Data to use

## Begin

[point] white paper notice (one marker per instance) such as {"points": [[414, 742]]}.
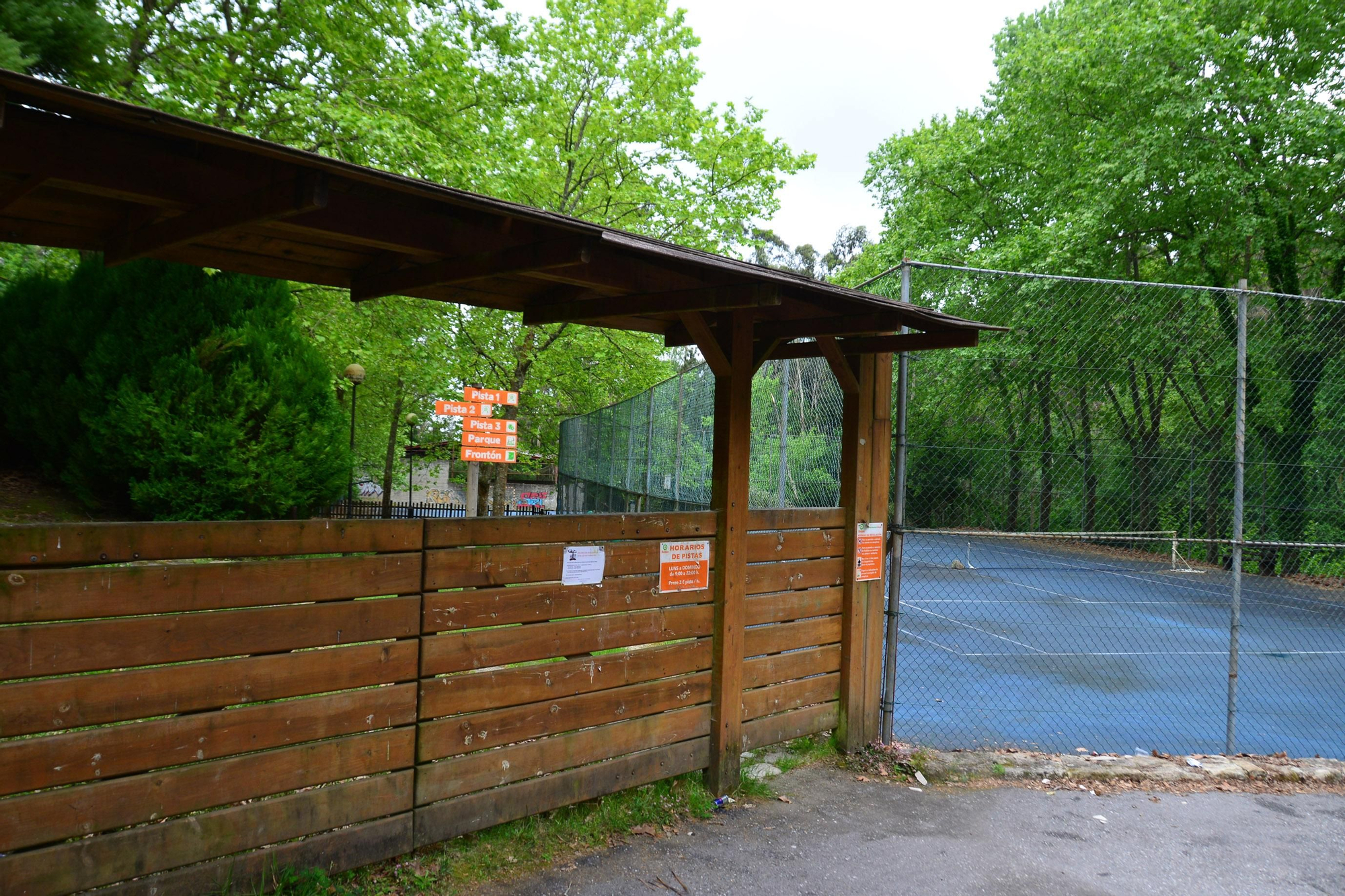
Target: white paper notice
{"points": [[583, 565]]}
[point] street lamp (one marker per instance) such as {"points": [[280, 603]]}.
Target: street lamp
{"points": [[357, 376], [411, 473]]}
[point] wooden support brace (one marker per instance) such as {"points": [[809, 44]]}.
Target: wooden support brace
{"points": [[287, 198], [677, 300], [730, 498], [707, 342], [839, 364], [529, 257]]}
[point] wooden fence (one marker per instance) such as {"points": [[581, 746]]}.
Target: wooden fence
{"points": [[189, 705]]}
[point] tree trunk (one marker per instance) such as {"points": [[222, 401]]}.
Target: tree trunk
{"points": [[1090, 471], [392, 452], [1047, 458]]}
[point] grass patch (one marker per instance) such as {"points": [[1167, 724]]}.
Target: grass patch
{"points": [[523, 846]]}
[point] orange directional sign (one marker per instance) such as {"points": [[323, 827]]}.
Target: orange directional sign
{"points": [[492, 455], [489, 440], [489, 424], [494, 396], [463, 409], [868, 552]]}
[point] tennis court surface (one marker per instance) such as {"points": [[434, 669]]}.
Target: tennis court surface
{"points": [[1065, 645]]}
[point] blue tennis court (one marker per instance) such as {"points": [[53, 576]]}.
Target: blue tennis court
{"points": [[1056, 646]]}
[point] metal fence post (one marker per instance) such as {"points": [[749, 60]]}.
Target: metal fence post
{"points": [[1239, 470], [899, 520], [785, 425]]}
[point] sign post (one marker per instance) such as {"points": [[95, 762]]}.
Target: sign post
{"points": [[486, 439]]}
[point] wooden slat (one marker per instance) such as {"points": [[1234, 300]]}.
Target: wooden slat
{"points": [[102, 754], [89, 592], [56, 649], [252, 872], [512, 564], [797, 518], [72, 544], [520, 762], [49, 815], [498, 688], [805, 544], [95, 861], [790, 694], [774, 639], [794, 604], [454, 817], [566, 529], [774, 729], [459, 735], [804, 573], [485, 647], [459, 610], [53, 704], [775, 667]]}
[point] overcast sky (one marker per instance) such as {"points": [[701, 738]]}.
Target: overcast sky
{"points": [[837, 77]]}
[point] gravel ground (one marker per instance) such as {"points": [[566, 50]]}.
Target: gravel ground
{"points": [[843, 836]]}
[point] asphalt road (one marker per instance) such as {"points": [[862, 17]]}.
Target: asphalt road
{"points": [[844, 837], [1058, 646]]}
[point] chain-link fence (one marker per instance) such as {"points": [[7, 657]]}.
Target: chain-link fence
{"points": [[654, 451], [1112, 411], [1114, 408]]}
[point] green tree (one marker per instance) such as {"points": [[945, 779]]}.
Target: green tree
{"points": [[173, 392]]}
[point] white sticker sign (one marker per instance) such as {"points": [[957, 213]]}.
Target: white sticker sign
{"points": [[583, 564]]}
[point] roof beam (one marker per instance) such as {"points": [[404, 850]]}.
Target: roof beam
{"points": [[707, 342], [275, 201], [653, 303], [836, 326], [516, 260], [18, 192], [966, 338], [845, 374]]}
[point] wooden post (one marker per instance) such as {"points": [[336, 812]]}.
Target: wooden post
{"points": [[730, 497], [856, 497], [880, 493]]}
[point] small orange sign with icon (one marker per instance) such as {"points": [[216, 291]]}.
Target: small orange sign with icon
{"points": [[492, 455], [494, 396], [684, 565], [489, 439], [870, 552], [489, 424]]}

## End

Print the lines from the one containing "[point] roof beam" up to and including the final line of the records, and print nothing else.

Solution below
[point] roof beam (one marker per instance) such as {"points": [[404, 850]]}.
Target: roof beam
{"points": [[707, 342], [275, 201], [653, 303], [836, 326], [516, 260], [18, 192], [966, 338], [845, 374]]}
[point] wooden post (one marker per instance) such as {"points": [[336, 812]]}.
Target: wooden post
{"points": [[730, 497], [856, 497], [880, 493]]}
[point] small orange sign with icon (one marker per instance) such as {"points": [[216, 291]]}.
Target: small orange sign with icon
{"points": [[492, 455], [494, 396], [684, 565], [489, 439], [870, 552], [489, 424]]}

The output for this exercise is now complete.